## begin Quoted passage
This is a list of alleged sightings of unidentified flying objects or UFOs in Brazil.

1947 
 On 23 July 1947, topographer José Higgins was working with many laborers in Bauru, São Paulo. Suddenly, they heard an extremely sharp sound. Some moments later, they saw a lens-shaped object landing near them. The workmen run away leaving Higgins alone. The man reported that three humanoid figures emerged from the UFO and spoke to him in an unknown language; after about a half-hour, they returned to the UFO which then took them away.

1952 
 On 5 May 1952, the journalist Joao Martins and the photographer Eduardo Keffel claimed to have seen a flying disk in the vicinity of Barra da Tijuca. Keffel took some photographs of the UFO, which were published by the magazine O Cruzeiro.

1957 
 On 13 September 1957 The journalist Ibrahim Sued received an envelope containing a letter and three fragments of metal. The author of the letter wrote that he saw a UFO which exploded in the sky over the beach of Ubatuba; he collected some fragments and sent three of these to the journal together with the letter. Sued sent the fragments to a laboratory which analyzed them and discovered that they consisted of pure magnesium. James Harder and other ufologists came to the conclusion that the fragments of Ubatuba have an extraterrestrial origin, but other investigators think that this story is a hoax.
 Antonio Villas Boas claimed to have been abducted by extraterrestrials on 16 October 1957.  Though similar stories had circulated for years beforehand, Boas's claims was among the first alien abduction stories to receive wide attention.
 On the evening of 4 November 1957, two sentinels at the Itaipu Fort, (Praia Grande, São Paulo) suffered moderate burns after being hit by a heat wave from an unidentified  flying object, which allegedly came descending from the sky. The entire electricity of the fort, including the emergency circuits, went down during the incident. Afterwards, Brazilian Army and United States Air Force (USAF) personnel, along with investigators of the Brazilian Air Force, flew to the fort to interview the soldiers. USAF's Donald Keyhoe expressed his opinions on the case:

In 2008, a document reporting the incident was written at the Brazilian Embassy in the United States.

1958 

 At 12:00 pm of 16 January 1958, the Brazilian ship Almirante Saldanha, taking part in projects of the Ano Geofísico Internacional, was preparing to sail away from Ilha de Trindade, off the coast of Espírito Santo.  Captain Viegas was on the deck with several scientists and members of the crew when he suddenly noticed a flying object, which had a “ring” around it, just like Saturn. Everyone reportedly saw the UFO at the same time.  It came to the island from the east, flew towards the Pico Desejado (Wished Peak), made a step turn and went away very quickly to the northwest.  As soon as the object was noticed Almiro Baraúna was requested for photographing. After getting the camera and going up the quarter-deck, he stated that he managed to take pictures of the object.
## end Quoted passage
Task instructions:
**A)** Reproduce the Brazil UFO sightings list from "At 12:00 pm" to "of the object.".
**B)** In the Brazil UFO sightings list, what did the laboratory find the Ubatuba metal fragments were made of?
**C)** Name every year that appears as a section heading in the Brazil UFO sightings list.
## begin Record excerpts
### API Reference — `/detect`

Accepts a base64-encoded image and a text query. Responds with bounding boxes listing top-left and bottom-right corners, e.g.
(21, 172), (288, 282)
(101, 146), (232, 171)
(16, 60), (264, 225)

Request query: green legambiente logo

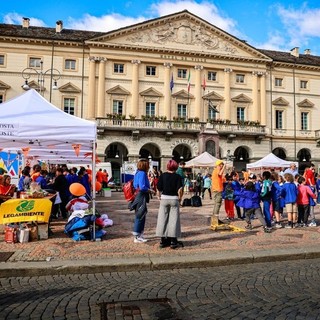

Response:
(16, 200), (35, 212)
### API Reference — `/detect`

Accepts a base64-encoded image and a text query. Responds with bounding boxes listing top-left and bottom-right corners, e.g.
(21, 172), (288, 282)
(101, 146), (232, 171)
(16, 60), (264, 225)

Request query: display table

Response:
(0, 197), (52, 224)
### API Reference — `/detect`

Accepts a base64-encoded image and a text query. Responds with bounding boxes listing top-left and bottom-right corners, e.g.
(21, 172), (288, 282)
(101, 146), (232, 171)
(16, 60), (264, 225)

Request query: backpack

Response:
(191, 196), (202, 207)
(122, 179), (137, 202)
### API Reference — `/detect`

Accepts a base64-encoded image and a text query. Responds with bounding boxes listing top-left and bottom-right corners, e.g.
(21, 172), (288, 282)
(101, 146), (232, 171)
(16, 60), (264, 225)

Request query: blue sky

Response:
(0, 0), (320, 55)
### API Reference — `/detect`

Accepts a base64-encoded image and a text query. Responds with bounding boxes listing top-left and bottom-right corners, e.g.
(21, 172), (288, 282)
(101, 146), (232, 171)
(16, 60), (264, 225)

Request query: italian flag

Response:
(188, 70), (191, 93)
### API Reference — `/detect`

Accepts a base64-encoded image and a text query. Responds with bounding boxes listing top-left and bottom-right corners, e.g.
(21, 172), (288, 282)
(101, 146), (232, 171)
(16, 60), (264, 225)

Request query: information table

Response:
(0, 197), (52, 224)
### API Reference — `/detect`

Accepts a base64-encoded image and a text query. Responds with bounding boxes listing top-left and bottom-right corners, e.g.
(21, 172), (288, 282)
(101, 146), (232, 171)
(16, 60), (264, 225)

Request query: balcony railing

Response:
(96, 118), (267, 135)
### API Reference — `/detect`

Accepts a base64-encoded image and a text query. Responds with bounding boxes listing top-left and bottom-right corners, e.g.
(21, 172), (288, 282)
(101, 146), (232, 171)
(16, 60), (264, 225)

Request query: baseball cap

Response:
(216, 160), (223, 166)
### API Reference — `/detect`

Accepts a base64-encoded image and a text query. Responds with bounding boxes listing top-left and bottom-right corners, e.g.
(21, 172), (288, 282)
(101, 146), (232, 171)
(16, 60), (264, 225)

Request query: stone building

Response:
(0, 11), (320, 179)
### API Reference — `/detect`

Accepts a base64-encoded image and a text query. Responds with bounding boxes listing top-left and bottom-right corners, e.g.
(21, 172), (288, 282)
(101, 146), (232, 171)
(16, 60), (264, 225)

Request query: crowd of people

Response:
(129, 159), (320, 249)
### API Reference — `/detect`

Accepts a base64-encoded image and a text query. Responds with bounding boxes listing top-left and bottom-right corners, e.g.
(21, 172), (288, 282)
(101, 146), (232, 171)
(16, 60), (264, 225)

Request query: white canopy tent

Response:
(186, 151), (218, 168)
(247, 153), (292, 171)
(0, 89), (97, 236)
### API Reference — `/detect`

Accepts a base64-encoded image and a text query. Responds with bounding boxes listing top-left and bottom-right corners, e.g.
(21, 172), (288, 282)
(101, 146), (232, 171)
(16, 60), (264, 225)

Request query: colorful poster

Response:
(0, 199), (52, 224)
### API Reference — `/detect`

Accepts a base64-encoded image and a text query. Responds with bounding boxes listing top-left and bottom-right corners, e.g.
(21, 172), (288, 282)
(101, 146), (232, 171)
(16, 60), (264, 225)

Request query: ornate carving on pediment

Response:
(126, 20), (237, 54)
## end Record excerpts
Answers to the problems:
**A)**
At 12:00 pm of 16 January 1958, the Brazilian ship Almirante Saldanha, taking part in projects of the Ano Geofísico Internacional, was preparing to sail away from Ilha de Trindade, off the coast of Espírito Santo.  Captain Viegas was on the deck with several scientists and members of the crew when he suddenly noticed a flying object, which had a “ring” around it, just like Saturn. Everyone reportedly saw the UFO at the same time.  It came to the island from the east, flew towards the Pico Desejado (Wished Peak), made a step turn and went away very quickly to the northwest.  As soon as the object was noticed Almiro Baraúna was requested for photographing. After getting the camera and going up the quarter-deck, he stated that he managed to take pictures of the object.

**B)** Pure magnesium.

**C)** 1947, 1952, 1957, 1958